=== PROVIDED RECORDS ===

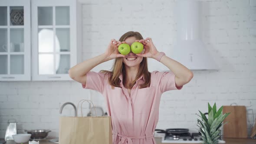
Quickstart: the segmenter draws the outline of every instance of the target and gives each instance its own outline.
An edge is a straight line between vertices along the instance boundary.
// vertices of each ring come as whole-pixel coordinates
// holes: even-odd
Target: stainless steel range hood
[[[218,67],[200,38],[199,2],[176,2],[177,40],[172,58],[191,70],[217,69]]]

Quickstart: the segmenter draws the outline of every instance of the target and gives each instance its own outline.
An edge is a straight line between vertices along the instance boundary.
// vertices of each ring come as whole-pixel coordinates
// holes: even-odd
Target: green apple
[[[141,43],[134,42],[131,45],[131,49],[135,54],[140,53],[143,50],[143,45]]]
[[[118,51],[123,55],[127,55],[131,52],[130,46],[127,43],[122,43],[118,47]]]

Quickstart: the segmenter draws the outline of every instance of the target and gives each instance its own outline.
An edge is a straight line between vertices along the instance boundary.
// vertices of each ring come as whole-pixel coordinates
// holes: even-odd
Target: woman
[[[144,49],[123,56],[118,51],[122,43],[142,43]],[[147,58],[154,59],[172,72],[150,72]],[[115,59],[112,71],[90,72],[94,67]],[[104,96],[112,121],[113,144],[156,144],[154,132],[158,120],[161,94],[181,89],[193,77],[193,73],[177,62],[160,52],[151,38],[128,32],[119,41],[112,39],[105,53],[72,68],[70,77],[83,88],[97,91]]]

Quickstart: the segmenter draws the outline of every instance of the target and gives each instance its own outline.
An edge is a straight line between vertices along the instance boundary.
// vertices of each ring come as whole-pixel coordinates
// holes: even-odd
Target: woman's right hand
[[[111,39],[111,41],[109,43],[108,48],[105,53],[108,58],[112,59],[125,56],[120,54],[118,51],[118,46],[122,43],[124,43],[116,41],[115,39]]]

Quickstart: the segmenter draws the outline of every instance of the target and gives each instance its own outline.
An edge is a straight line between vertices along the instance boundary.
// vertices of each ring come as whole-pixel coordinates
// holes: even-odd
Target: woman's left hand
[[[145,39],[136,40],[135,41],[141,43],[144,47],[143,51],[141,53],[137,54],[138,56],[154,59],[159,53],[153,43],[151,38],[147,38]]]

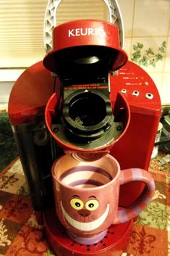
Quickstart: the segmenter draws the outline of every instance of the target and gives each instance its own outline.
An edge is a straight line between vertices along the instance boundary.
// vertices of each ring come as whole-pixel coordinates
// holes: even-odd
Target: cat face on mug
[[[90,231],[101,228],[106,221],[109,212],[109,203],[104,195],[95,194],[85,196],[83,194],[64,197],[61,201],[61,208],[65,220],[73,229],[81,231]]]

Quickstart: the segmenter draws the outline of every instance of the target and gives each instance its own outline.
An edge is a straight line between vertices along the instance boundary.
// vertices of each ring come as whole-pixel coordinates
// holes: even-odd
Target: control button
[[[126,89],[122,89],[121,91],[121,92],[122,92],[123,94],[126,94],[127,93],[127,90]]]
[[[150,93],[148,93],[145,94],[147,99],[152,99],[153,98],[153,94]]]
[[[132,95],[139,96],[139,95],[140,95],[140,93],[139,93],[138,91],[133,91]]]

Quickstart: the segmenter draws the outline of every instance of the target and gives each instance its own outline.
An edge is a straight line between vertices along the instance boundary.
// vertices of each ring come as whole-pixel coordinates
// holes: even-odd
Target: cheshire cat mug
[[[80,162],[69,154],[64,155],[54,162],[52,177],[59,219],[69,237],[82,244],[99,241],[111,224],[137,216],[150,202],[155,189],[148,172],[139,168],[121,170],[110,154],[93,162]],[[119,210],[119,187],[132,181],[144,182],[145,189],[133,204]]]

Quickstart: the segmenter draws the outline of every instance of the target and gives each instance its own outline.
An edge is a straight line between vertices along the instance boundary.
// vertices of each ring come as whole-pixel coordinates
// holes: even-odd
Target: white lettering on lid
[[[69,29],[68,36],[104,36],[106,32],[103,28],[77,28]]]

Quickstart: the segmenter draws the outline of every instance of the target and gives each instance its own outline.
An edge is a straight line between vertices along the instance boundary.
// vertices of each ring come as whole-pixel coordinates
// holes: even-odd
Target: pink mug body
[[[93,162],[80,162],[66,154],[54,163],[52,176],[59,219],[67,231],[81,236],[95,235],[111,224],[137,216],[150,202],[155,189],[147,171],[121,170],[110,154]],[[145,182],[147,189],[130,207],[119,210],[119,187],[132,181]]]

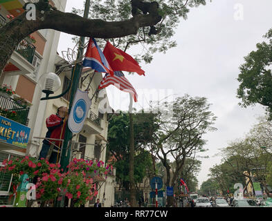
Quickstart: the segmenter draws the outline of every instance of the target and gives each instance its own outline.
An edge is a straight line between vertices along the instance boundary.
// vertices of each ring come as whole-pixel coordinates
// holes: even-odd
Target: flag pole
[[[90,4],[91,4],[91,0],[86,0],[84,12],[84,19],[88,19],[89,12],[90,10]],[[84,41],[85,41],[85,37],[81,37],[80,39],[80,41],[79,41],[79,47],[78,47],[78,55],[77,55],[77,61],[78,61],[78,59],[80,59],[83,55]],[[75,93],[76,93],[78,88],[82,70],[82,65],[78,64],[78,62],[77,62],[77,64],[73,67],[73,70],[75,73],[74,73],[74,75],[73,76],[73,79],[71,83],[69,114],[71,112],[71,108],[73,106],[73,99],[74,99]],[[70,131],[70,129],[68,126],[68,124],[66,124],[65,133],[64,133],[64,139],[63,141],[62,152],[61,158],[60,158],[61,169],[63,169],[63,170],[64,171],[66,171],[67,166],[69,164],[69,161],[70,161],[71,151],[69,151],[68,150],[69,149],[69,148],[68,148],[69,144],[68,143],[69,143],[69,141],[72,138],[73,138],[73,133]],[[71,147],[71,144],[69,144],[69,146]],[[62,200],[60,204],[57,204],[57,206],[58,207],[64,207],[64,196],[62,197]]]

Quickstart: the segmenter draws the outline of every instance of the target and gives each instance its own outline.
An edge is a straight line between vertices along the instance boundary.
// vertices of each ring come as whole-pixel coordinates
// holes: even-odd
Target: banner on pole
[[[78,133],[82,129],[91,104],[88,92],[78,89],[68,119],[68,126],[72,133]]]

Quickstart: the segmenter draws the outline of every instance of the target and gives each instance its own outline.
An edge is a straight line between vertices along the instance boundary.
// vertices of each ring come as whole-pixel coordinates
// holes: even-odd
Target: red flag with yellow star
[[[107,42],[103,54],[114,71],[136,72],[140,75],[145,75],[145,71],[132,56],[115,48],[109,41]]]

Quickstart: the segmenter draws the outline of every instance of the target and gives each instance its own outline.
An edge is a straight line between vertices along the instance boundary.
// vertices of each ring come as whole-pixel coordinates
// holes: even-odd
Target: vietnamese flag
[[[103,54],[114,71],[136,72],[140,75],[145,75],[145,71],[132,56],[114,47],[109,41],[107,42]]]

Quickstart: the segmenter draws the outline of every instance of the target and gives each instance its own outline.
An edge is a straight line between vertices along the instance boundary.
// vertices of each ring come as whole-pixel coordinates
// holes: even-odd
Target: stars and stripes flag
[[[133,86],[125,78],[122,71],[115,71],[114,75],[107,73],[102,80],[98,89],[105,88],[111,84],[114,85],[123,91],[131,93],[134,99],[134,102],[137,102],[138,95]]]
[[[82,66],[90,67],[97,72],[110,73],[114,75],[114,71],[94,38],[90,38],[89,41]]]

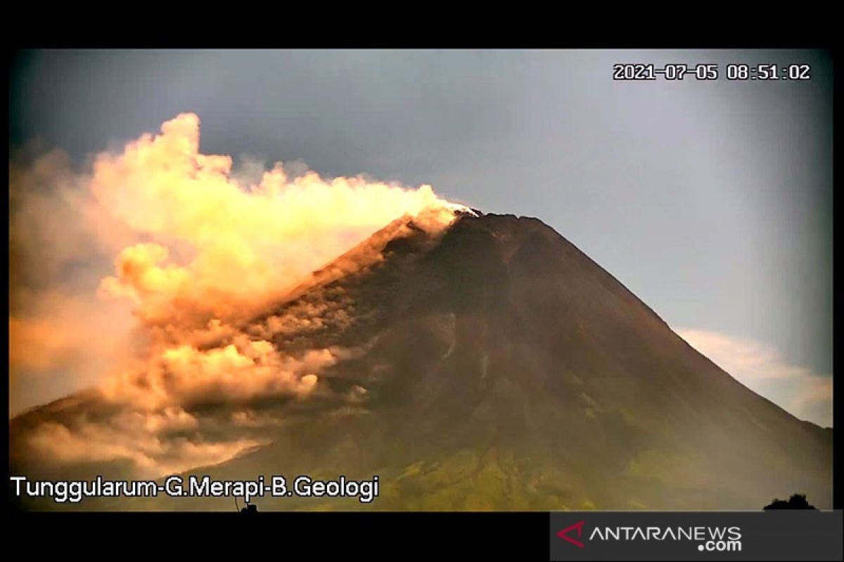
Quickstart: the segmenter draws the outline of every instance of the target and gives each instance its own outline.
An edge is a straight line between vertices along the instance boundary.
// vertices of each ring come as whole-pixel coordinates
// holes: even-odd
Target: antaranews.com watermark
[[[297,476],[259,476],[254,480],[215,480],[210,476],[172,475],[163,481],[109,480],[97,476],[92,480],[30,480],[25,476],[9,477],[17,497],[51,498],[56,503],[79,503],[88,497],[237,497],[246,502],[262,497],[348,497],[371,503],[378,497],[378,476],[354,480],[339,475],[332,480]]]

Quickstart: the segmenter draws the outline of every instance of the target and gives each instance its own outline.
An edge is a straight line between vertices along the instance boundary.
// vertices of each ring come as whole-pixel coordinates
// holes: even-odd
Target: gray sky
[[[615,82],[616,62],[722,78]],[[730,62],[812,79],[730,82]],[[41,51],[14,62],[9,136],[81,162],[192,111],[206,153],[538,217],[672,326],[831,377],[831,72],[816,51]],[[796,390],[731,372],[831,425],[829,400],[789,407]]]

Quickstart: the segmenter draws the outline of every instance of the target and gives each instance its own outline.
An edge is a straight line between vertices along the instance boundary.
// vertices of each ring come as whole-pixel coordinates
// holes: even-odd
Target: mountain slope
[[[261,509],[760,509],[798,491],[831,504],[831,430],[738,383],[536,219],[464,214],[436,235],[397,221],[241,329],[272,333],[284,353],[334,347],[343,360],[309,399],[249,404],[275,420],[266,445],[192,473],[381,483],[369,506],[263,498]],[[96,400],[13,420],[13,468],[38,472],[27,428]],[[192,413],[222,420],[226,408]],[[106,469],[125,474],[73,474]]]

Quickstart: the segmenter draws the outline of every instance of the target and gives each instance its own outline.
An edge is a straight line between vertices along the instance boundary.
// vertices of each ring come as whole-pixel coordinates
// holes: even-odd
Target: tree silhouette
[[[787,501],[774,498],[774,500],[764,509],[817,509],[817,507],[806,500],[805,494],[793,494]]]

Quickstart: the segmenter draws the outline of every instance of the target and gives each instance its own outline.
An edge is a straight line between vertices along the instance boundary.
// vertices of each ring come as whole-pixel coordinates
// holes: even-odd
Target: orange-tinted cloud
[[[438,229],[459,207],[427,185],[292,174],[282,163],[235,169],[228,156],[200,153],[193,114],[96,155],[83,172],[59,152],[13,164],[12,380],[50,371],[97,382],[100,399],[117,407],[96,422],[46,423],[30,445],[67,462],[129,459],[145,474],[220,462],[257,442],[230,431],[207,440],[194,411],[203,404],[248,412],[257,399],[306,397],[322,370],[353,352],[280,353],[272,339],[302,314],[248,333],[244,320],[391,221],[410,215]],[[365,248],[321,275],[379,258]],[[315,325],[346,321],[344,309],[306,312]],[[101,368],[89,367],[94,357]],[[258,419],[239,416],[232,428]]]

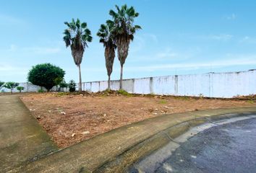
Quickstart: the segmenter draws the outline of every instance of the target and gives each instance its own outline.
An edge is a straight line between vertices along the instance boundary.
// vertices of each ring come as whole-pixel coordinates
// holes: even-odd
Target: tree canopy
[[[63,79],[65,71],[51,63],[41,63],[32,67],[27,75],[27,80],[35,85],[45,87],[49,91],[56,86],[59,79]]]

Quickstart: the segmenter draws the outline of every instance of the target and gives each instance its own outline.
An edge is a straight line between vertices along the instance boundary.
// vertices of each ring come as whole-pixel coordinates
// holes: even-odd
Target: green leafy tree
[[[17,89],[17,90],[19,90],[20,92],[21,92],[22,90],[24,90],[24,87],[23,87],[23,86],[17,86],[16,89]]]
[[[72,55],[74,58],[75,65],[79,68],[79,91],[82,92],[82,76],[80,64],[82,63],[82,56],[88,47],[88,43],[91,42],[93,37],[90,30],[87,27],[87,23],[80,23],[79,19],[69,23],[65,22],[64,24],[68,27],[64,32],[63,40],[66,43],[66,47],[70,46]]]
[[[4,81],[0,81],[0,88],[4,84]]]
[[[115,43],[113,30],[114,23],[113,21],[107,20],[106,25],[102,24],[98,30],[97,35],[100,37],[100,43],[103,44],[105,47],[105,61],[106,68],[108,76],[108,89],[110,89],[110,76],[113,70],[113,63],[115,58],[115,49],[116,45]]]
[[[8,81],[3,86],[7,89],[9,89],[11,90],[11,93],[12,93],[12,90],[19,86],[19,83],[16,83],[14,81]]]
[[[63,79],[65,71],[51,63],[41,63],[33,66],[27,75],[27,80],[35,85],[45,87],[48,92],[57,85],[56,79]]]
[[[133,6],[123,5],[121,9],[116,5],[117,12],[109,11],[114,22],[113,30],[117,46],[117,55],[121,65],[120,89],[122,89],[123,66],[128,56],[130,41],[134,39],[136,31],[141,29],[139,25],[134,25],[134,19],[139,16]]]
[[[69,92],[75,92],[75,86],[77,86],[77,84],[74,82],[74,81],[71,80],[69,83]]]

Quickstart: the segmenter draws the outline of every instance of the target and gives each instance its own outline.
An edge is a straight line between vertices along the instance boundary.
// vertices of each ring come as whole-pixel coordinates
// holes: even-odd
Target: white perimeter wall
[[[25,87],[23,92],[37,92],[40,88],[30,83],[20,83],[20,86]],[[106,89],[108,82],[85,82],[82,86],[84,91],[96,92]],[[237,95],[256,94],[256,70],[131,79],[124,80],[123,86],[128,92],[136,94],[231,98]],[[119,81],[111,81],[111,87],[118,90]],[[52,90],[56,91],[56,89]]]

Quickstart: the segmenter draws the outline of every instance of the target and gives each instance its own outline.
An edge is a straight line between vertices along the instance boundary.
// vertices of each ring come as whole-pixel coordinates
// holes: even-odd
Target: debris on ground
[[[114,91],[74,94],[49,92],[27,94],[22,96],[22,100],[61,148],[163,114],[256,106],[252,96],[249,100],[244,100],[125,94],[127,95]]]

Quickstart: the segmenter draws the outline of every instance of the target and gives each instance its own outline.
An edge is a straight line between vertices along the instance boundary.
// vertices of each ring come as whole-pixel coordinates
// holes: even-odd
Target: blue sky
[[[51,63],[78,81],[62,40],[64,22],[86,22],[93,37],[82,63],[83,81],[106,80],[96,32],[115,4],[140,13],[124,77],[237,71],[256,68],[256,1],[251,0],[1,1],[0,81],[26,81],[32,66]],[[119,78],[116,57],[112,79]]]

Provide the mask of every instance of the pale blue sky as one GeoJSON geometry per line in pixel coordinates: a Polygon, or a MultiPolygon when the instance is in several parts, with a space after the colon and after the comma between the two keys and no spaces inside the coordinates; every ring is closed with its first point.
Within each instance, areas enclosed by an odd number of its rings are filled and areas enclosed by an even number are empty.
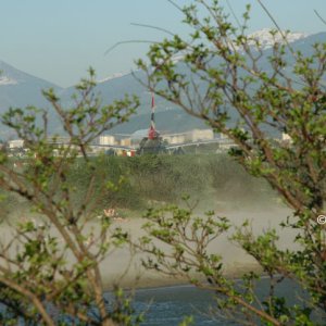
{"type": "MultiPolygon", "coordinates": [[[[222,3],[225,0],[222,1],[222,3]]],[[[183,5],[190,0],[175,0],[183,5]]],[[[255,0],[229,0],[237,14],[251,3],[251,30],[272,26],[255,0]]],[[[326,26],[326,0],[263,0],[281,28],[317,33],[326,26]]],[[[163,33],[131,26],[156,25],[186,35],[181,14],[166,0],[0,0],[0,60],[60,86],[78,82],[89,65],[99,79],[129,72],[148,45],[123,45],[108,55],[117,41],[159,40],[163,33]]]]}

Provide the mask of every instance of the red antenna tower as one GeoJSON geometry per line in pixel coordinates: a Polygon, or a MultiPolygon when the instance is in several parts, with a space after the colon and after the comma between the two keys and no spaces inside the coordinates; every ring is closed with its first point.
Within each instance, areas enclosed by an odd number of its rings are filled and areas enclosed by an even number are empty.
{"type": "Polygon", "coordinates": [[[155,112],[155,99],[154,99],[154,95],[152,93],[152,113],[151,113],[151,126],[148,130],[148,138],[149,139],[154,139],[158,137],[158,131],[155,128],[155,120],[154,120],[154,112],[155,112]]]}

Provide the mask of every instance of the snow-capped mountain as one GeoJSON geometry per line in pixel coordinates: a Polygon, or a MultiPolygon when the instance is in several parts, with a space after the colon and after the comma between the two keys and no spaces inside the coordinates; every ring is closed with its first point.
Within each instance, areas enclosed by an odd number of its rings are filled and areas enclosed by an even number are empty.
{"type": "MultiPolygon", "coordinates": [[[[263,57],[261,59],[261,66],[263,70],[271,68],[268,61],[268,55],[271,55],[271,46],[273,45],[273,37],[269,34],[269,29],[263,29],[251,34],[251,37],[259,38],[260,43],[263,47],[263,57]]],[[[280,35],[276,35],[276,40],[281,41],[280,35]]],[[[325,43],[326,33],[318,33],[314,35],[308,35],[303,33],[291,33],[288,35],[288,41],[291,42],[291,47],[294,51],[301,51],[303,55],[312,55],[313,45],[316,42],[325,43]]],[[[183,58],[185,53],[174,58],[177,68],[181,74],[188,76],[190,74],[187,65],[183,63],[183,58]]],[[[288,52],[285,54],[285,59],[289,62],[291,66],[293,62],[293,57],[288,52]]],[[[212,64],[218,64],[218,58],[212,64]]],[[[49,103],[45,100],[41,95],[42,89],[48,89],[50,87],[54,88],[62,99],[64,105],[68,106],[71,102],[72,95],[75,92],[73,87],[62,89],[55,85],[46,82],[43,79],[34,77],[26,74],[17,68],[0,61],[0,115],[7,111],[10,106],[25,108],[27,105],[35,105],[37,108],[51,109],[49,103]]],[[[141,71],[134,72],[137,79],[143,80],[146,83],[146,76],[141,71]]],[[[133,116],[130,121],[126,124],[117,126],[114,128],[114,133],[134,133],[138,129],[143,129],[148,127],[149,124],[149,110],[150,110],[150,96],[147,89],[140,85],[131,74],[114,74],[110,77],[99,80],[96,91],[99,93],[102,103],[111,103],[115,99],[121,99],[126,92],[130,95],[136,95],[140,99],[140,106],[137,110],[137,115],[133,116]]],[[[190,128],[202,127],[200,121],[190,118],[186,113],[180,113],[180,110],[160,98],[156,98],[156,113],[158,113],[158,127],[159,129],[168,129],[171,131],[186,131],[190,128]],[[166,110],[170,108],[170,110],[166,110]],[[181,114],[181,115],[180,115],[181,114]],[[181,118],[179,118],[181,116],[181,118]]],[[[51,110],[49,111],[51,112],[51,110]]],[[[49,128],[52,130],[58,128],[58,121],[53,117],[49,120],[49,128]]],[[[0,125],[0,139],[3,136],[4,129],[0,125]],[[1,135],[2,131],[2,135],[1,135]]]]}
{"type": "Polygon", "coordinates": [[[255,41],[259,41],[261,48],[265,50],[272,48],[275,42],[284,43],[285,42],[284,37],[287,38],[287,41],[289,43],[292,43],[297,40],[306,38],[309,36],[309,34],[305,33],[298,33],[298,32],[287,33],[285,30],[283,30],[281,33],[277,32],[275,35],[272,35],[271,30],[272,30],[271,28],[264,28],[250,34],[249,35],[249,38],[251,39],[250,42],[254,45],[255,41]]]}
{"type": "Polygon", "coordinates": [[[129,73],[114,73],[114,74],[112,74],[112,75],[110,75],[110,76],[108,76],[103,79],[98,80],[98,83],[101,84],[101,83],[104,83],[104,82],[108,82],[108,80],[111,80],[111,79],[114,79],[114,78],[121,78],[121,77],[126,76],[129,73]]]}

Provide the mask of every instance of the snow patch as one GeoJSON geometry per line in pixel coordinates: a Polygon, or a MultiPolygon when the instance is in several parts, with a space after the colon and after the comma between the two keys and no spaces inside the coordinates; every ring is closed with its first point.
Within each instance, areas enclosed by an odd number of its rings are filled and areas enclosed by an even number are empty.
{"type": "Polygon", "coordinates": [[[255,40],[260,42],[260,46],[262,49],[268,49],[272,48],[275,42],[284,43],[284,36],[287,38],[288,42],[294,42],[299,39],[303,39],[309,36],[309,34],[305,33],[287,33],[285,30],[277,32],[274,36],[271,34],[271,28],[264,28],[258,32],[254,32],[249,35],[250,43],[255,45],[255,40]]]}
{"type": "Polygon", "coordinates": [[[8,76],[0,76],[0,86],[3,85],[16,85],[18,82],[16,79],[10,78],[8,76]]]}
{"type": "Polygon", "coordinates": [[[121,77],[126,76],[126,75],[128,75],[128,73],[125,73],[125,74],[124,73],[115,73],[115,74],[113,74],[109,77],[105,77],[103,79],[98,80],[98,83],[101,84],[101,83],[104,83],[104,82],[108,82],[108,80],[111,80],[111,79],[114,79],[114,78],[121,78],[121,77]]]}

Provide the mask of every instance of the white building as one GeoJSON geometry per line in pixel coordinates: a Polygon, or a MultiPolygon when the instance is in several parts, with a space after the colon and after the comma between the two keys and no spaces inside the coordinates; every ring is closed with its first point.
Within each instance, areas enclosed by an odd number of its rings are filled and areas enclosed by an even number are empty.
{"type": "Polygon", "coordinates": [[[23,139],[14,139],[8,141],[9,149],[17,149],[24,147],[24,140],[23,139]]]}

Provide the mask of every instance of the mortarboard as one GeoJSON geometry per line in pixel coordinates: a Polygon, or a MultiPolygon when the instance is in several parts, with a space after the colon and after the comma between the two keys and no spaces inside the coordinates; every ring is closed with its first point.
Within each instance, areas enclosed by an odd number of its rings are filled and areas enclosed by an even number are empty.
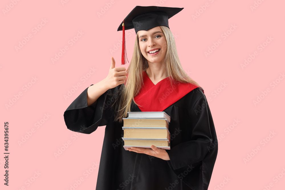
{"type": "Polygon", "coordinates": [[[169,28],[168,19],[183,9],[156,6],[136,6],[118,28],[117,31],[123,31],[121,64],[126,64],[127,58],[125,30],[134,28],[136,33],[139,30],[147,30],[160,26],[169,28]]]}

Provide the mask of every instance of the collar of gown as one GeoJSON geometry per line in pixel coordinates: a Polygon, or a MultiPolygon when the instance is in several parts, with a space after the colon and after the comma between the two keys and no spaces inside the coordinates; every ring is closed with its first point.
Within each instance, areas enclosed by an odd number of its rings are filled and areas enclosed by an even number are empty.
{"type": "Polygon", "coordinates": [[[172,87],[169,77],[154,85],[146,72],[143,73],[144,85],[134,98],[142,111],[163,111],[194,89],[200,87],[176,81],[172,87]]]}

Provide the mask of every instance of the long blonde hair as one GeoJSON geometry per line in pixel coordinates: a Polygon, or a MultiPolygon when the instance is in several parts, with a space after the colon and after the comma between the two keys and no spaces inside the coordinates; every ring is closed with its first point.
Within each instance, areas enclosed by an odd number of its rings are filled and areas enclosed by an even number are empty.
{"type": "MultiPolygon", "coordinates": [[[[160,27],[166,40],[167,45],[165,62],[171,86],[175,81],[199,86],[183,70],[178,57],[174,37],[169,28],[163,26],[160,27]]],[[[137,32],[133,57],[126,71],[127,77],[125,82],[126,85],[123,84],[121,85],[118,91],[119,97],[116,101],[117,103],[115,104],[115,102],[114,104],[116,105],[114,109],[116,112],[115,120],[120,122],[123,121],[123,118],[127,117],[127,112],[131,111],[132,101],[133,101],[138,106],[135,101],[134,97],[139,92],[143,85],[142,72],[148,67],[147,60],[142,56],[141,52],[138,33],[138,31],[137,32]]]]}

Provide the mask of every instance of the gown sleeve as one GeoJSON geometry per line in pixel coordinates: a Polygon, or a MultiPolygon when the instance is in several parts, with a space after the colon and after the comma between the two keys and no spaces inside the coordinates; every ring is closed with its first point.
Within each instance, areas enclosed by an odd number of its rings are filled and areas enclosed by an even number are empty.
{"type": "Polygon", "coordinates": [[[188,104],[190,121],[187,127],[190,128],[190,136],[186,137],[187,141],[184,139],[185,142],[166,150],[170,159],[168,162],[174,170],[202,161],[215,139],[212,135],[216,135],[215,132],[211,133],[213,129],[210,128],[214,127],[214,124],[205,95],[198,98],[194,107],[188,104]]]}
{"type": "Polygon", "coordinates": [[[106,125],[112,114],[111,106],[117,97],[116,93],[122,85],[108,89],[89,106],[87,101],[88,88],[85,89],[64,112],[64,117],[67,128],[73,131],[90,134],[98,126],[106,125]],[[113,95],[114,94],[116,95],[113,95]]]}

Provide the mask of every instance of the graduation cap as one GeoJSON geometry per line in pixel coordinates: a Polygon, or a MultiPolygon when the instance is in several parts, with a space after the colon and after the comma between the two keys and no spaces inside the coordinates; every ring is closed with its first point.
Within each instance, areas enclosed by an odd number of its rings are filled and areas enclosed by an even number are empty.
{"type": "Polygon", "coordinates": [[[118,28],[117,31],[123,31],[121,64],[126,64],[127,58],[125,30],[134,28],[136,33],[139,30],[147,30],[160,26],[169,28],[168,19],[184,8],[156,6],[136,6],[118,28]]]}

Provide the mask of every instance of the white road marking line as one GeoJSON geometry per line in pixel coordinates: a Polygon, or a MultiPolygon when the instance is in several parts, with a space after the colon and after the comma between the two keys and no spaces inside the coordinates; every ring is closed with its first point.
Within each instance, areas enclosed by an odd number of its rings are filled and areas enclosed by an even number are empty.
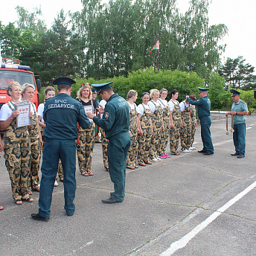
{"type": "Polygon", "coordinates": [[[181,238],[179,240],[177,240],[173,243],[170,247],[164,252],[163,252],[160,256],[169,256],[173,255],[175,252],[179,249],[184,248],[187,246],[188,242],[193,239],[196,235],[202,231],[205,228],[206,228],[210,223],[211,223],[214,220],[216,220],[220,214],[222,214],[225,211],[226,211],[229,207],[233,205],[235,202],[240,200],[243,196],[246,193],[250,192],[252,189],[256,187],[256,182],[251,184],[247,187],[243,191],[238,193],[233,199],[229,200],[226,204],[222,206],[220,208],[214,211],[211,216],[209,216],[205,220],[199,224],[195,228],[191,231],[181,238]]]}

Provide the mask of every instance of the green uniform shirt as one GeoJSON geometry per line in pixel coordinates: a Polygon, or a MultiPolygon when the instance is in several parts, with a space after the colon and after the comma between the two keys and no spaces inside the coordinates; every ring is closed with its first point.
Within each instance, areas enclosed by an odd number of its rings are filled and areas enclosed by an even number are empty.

===

REQUIREMENT:
Which lines in the listing above contain the word "tree"? List every such line in full.

REPLY:
Target: tree silhouette
Target: tree canopy
Target: green leafy tree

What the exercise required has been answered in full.